◆ Written exercise 1 ◆
Output everything in the forum thread from "I don't remember" down to "they need it.", word for word.
◆ Written exercise 2 ◆
From the rows, return everything from the line containing "Tag the low" down to the line containing "(1073, 767)", both ends included, with every line unchanged.

◆ Source excerpt ◆
The optimum would be that all the structured data (the info that you find in the upper right table of each KB sheet) were scraped by the website to create an easy to access search tool (and keyboard collection manager and rating system and whatever).

My impression is that kbdb could do wonders to help feeding the wiki, so making the db read only would a pity (for the sake of the wiki completeness too). An alternative would be to let the DB exclusively handle the structured data that is continuously pushed to the wiki. Keeping both the db AND the wiki read/write would quite an effort, you know, perfect syncing is never an easy task.

But I have no control over the wiki, its code or the direction the admins or the community want for it, hence "I hope we can find a way to exchange data". That you can read "I hope we can find a way to collaborate".

If I didn't care about DT wiki I would have already released a beta of kbdb and advertised on GH :P
Attachments
wiki-to-kbdb.jpg
wiki-to-kbdb.jpg (164.22 KiB) Viewed 5111 times

User avatar
webwit
Wild Duck

30 Jul 2013, 10:37

matt3o wrote:But I have no control over the wiki, its code or the direction the admins or the community want for it, hence "I hope we can find a way to exchange data".
I don't remember that your wiki extension or other contribution was turned down by the Demongolator. :mrgreen:
I'm glad this wasn't Beardsmore opinion when he wanted to research switches and keyboards, to proceed and start his own thing, after scraping the wiki. Or of all the contributors to the open source software we run. The wiki software and the wiki data is open source. There is currently no official control or admin. It is what the contributors make of it. I just update the software and hand people access or copies if they need it.

Let's face it. It's not that you don't have control or whatever, you didn't try, but that you don't want to deal with the complexities of the wiki and integration with it, and it's easier to get the data and take it from there. This is were I worry that such complexities will be left to the leprechauns to handle. They will get data. Again the wiki is what the contributors make of it. If someone contributes a tool which takes and expands on data but it doesn't integrate back, there is no magic wiki team who will do what the contributor didn't want to get into, it would just be a half-arsed contribution.

User avatar
matt3o
-[°_°]-

30 Jul 2013, 10:54

I feel mildly offended by your words, but okay I take them.

Do you think it's possible to create a 2-way system between the db and the wiki? Honestly I don't think so. One has to be the master.

Even if I could put my hands on wiki's code I think it would be very complex to reach what I have in mind (instant search for example, or rating or collection management).

Also I have no intention to scrape the wiki if I can't give something back, even if it would be "legally" possible.

User avatar
ne0phyte
Toast.

30 Jul 2013, 11:25

matt3o wrote:Do you think it's possible to create a 2-way system between the db and the wiki? Honestly I don't think so. One has to be the master.

◆ Supplied data ◆
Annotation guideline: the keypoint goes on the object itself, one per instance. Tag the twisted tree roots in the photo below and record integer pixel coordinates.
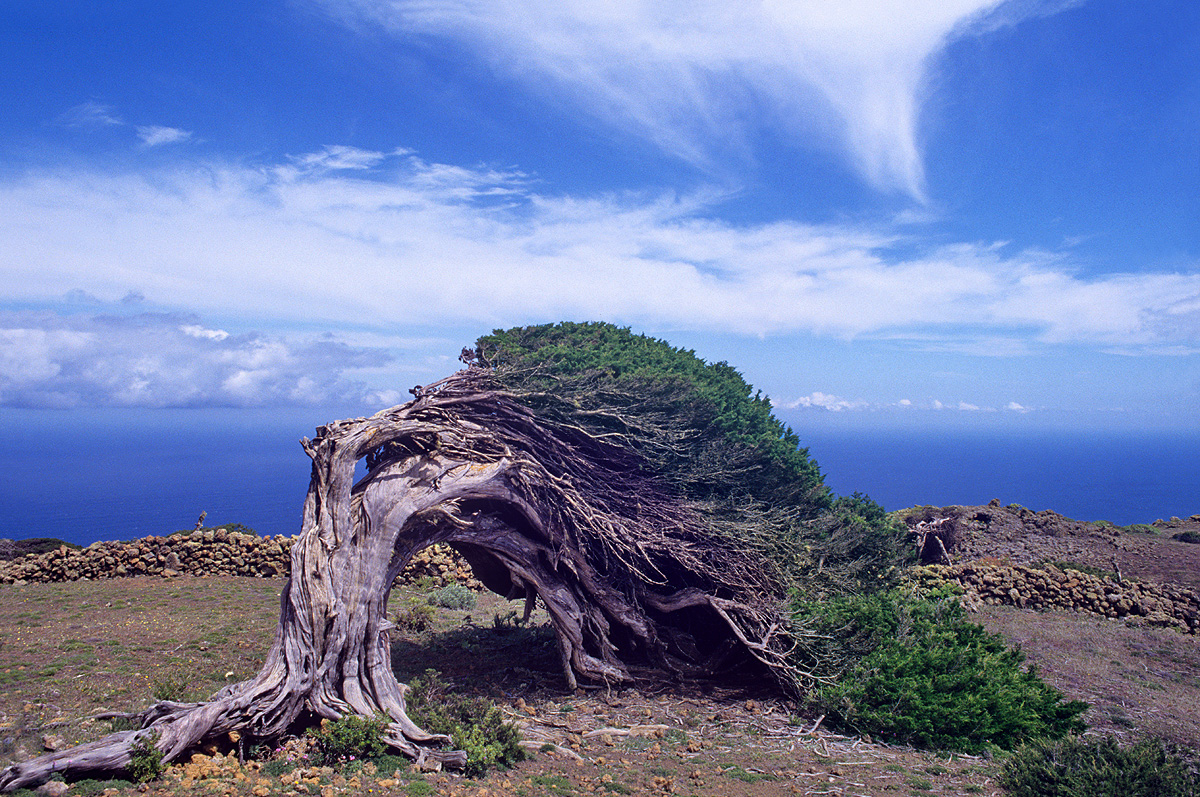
(633, 583)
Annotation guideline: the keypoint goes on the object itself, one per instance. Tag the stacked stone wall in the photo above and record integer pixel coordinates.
(208, 552)
(1049, 587)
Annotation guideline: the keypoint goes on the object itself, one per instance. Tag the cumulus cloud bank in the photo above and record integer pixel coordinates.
(163, 360)
(393, 240)
(696, 77)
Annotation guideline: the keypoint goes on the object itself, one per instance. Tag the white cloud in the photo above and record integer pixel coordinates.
(340, 157)
(157, 135)
(414, 243)
(154, 360)
(819, 400)
(697, 77)
(90, 114)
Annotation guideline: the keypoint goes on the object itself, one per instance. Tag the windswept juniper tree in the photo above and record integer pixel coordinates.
(649, 499)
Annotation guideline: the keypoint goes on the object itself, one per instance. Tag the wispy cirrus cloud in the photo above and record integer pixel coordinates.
(157, 135)
(48, 359)
(701, 78)
(90, 114)
(828, 402)
(395, 240)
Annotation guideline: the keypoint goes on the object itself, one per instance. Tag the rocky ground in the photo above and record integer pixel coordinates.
(67, 651)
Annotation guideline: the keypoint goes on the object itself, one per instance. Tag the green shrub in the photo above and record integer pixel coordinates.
(454, 595)
(1075, 767)
(349, 738)
(916, 671)
(145, 760)
(414, 616)
(473, 724)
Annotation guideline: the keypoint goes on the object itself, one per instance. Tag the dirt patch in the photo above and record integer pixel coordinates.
(1019, 535)
(69, 651)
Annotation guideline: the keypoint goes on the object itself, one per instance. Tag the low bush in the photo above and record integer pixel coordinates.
(473, 724)
(349, 738)
(454, 595)
(145, 760)
(916, 671)
(173, 685)
(414, 616)
(1073, 767)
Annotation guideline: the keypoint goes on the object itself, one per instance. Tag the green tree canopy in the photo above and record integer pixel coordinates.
(706, 431)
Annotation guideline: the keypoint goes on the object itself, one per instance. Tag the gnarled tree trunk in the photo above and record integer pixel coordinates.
(631, 581)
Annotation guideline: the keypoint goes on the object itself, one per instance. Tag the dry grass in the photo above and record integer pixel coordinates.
(70, 651)
(1140, 681)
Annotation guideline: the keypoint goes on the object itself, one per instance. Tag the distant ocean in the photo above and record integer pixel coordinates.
(130, 475)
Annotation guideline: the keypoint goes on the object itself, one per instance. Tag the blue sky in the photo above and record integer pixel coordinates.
(883, 213)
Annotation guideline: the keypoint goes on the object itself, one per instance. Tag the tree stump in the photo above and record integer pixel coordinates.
(634, 583)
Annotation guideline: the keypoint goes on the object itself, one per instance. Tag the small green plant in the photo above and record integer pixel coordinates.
(145, 760)
(349, 738)
(1097, 768)
(173, 687)
(121, 724)
(473, 724)
(454, 595)
(918, 672)
(507, 622)
(414, 616)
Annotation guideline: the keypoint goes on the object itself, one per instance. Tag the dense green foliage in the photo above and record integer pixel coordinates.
(702, 429)
(145, 760)
(725, 430)
(916, 671)
(474, 724)
(1079, 767)
(349, 738)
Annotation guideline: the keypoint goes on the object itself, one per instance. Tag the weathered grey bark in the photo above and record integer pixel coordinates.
(629, 580)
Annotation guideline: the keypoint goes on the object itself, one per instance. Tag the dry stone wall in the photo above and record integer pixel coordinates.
(1049, 587)
(213, 552)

◆ Right answer 1 ◆
I don't remember that your wiki extension or other contribution was turned down by the Demongolator. :mrgreen:
I'm glad this wasn't Beardsmore opinion when he wanted to research switches and keyboards, to proceed and start his own thing, after scraping the wiki. Or of all the contributors to the open source software we run. The wiki software and the wiki data is open source. There is currently no official control or admin. It is what the contributors make of it. I just update the software and hand people access or copies if they need it.

◆ Right answer 2 ◆
Annotation guideline: the keypoint goes on the object itself, one per instance. Tag the low bush in the photo above and record integer pixel coordinates.
(473, 724)
(349, 738)
(454, 595)
(145, 760)
(916, 671)
(173, 685)
(414, 616)
(1073, 767)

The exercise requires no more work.